◆ **Work task**
Copy out every line below without alteration.

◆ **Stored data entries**

+++

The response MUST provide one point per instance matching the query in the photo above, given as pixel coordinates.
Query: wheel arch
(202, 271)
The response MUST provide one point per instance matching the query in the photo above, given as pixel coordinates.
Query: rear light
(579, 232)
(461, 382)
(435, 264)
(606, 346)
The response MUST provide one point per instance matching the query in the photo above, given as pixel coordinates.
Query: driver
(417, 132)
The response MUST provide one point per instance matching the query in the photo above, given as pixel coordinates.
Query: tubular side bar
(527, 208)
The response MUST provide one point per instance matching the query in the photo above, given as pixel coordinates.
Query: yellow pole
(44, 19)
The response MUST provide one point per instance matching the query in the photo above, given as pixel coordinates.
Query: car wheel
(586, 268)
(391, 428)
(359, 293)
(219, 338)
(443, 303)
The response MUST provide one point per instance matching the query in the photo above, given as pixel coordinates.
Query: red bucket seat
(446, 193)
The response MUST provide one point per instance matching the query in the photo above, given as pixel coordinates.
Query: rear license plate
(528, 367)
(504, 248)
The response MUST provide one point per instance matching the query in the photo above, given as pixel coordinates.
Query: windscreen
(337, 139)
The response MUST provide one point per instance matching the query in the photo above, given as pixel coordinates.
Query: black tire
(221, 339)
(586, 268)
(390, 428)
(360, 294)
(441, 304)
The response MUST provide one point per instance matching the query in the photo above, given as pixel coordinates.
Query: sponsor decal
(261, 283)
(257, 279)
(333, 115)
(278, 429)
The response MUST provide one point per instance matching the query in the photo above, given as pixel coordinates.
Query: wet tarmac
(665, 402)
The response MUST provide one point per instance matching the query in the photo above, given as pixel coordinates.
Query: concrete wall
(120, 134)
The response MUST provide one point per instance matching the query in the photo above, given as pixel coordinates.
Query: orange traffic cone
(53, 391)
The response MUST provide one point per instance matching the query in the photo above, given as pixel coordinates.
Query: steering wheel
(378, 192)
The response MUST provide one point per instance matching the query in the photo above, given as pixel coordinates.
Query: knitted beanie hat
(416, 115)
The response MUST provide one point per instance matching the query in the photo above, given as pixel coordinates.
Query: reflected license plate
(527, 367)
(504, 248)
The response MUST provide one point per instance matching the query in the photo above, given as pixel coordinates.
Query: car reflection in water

+++

◆ **Result of the task**
The response MUST provide one point per instance matching the query in the photo above, given as pixel coordinates.
Query: wheel arch
(202, 271)
The response MUST provide one point per instance matching the query in the photo above, given as pixel coordinates.
Query: rear light
(579, 232)
(461, 382)
(435, 264)
(606, 346)
The response MUST provide one point per instance matching the query in the photo above, given as pixel coordinates.
Query: driver
(417, 132)
The response MUST provide one point per instance matching the query in the photo above, given as pixel coordinates.
Query: tubular side bar
(527, 208)
The response MUST provide one point per instance matching the query in the photo above, given as pixel coordinates.
Query: yellow pole
(44, 19)
The response MUST provide one point per instance matching the query in the photo above, given as pixel coordinates.
Query: car wheel
(586, 268)
(391, 428)
(359, 293)
(219, 338)
(443, 303)
The response MUST provide one point per instance matching the query in the photo above, given as pixel coordinates.
Query: red bucket seat
(446, 193)
The response MUST provide one point per instance matching the query in the photo above, given as pixel coordinates.
Query: rear license plate
(528, 367)
(504, 248)
The response MUST provide one point per instance matching the query in the photo above, given as pixel coordinates.
Query: windscreen
(337, 139)
The response MUST provide one point per instance matching the query in the photo above, given as pixel coordinates.
Query: black tire
(221, 339)
(586, 268)
(390, 428)
(360, 294)
(441, 304)
The response MUST provide one point per instance matching the query in the photo above, given as pixel coordinates.
Query: sponsor decal
(261, 283)
(257, 279)
(333, 115)
(278, 429)
The response MUST provide one point per instance matching the query in the photo above, given as pixel coordinates.
Query: wet tarmac
(665, 402)
The response MUST provide one point per instance matching the query in the photo above, given as pixel coordinates.
Query: concrete wall
(120, 134)
The response MUST provide one point per instance matching the query in the photo above, given as pixel coordinates.
Query: orange traffic cone
(53, 391)
The response MUST provide one point per instance matching the query in the photo above, given as pixel coordinates.
Query: steering wheel
(378, 192)
The response MUST provide one point per instance matching the query in the photo above, given as pixel coordinates.
Query: knitted beanie hat
(416, 115)
The response MUST provide one point per instance matching the query in the photo above, given as pixel coordinates.
Query: reflected license plate
(527, 367)
(504, 248)
The response MUST provide one point per instance matching the query in the photo above, given as pixel coordinates.
Query: car reflection in water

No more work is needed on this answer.